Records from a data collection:
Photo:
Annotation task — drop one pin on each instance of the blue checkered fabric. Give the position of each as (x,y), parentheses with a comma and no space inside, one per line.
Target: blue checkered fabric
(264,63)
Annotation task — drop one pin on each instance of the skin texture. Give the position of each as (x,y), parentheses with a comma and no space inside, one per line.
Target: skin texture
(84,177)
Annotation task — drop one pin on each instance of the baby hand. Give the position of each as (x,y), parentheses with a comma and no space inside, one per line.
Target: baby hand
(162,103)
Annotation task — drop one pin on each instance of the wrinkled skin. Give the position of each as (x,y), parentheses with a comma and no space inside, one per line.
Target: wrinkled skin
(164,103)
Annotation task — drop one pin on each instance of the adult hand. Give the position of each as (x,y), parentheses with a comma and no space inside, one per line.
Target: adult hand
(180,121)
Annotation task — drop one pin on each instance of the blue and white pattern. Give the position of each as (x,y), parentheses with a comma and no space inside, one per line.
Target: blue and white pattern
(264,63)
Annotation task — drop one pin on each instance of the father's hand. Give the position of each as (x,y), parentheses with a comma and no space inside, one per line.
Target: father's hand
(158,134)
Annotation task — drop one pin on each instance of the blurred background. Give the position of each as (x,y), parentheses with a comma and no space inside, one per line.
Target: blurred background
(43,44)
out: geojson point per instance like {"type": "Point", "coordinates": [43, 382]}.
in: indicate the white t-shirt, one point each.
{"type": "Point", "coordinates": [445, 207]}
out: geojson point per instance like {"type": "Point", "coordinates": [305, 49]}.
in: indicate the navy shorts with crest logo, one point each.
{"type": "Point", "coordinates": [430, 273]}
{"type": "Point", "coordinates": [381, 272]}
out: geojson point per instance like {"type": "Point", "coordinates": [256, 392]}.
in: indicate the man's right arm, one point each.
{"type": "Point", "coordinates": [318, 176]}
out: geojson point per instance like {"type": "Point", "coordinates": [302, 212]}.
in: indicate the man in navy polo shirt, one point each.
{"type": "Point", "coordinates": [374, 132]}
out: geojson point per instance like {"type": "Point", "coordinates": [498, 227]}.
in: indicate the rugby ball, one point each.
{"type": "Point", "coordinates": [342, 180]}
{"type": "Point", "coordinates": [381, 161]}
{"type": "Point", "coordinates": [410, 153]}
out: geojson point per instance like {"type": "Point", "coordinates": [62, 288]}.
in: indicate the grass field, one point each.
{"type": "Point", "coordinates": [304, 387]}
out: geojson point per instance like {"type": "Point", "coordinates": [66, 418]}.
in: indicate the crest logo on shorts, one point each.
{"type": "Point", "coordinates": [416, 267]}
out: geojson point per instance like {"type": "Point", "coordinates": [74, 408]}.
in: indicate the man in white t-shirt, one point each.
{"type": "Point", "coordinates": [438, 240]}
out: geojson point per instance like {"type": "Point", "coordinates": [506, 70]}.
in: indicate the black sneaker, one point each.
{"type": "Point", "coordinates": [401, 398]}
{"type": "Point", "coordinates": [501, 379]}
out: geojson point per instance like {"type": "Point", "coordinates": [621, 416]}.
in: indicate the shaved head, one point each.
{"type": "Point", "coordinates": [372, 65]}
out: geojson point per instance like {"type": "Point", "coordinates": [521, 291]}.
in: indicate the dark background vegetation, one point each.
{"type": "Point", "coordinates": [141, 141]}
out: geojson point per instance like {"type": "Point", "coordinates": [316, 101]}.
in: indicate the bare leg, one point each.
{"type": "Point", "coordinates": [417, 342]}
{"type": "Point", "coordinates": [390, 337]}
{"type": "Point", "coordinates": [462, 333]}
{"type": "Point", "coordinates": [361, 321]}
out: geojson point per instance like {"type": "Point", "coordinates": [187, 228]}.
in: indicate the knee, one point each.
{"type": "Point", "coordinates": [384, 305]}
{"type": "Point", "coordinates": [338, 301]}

Aim of the task: Repeat the lines above exactly.

Task solution:
Photo:
Annotation task — drop one pin on each instance of the blue checkered fabric. Give the position of each as (x,y), parentheses with a comma and no space inside, one per line.
Target: blue checkered fabric
(264,63)
Annotation task — drop one pin on each instance of the skin texture. Give the position of each as (x,y), parentheses with a comma and no space inside, one per line.
Target: skin texture
(84,177)
Annotation task — drop one pin on each instance of the baby hand. Give the position of each as (x,y), parentheses with a comma and no space inside, one per line.
Target: baby hand
(162,103)
Annotation task — drop one pin on each instance of the wrinkled skin. Give the position of each as (x,y), parentheses with a comma and no space inside, one per line.
Target: wrinkled skin
(164,103)
Annotation task — drop one pin on each instance of the adult hand. Give the position of each as (x,y), parentheses with a comma and no space inside, one per line.
Target: adult hand
(180,121)
Annotation task — drop one pin on each instance of the blue and white pattern. Give the position of each as (x,y), parentheses with a comma and no space inside, one per line.
Target: blue and white pattern
(264,63)
Annotation task — drop one pin on each instance of the father's hand. Give the position of each as (x,y), parentheses with a comma and no space inside, one per line.
Target: father's hand
(158,134)
Annotation task — drop one pin on each instance of the blurred background. Give the position of each as (x,y), parentheses with a comma and no space inside, one per line.
Target: blurred background
(43,44)
out: geojson point per instance like {"type": "Point", "coordinates": [43, 382]}.
in: indicate the white t-shirt, one point each.
{"type": "Point", "coordinates": [445, 207]}
out: geojson point per instance like {"type": "Point", "coordinates": [305, 49]}.
in: indicate the navy shorts with crest logo, one point each.
{"type": "Point", "coordinates": [430, 273]}
{"type": "Point", "coordinates": [381, 272]}
out: geojson point per instance like {"type": "Point", "coordinates": [256, 392]}.
in: indicate the man's right arm, one point each.
{"type": "Point", "coordinates": [318, 176]}
out: geojson point per instance like {"type": "Point", "coordinates": [302, 212]}.
in: indicate the man in navy polo shirt, one point each.
{"type": "Point", "coordinates": [374, 132]}
out: geojson point per instance like {"type": "Point", "coordinates": [498, 227]}.
in: indicate the rugby ball, one point each.
{"type": "Point", "coordinates": [342, 180]}
{"type": "Point", "coordinates": [381, 161]}
{"type": "Point", "coordinates": [410, 153]}
out: geojson point per instance like {"type": "Point", "coordinates": [62, 288]}.
in: indicate the grass field, one point each.
{"type": "Point", "coordinates": [304, 387]}
out: geojson point per instance like {"type": "Point", "coordinates": [66, 418]}.
in: indicate the crest logo on shorts, one point each.
{"type": "Point", "coordinates": [416, 267]}
out: geojson point per instance like {"type": "Point", "coordinates": [74, 408]}.
in: indicate the man in white t-shirt, one point each.
{"type": "Point", "coordinates": [438, 240]}
out: geojson point per instance like {"type": "Point", "coordinates": [506, 70]}.
in: indicate the black sneaker, one point each.
{"type": "Point", "coordinates": [401, 398]}
{"type": "Point", "coordinates": [501, 379]}
out: geojson point per instance like {"type": "Point", "coordinates": [621, 416]}.
in: indicate the shaved head, one point each.
{"type": "Point", "coordinates": [372, 65]}
out: geojson point per instance like {"type": "Point", "coordinates": [521, 291]}.
in: indicate the dark background vegetation, one point each.
{"type": "Point", "coordinates": [141, 141]}
out: geojson point per instance like {"type": "Point", "coordinates": [316, 101]}.
in: indicate the bare leg, one point each.
{"type": "Point", "coordinates": [417, 342]}
{"type": "Point", "coordinates": [390, 337]}
{"type": "Point", "coordinates": [462, 333]}
{"type": "Point", "coordinates": [361, 321]}
out: geojson point per instance like {"type": "Point", "coordinates": [187, 228]}.
in: indicate the knee, one point each.
{"type": "Point", "coordinates": [384, 305]}
{"type": "Point", "coordinates": [338, 301]}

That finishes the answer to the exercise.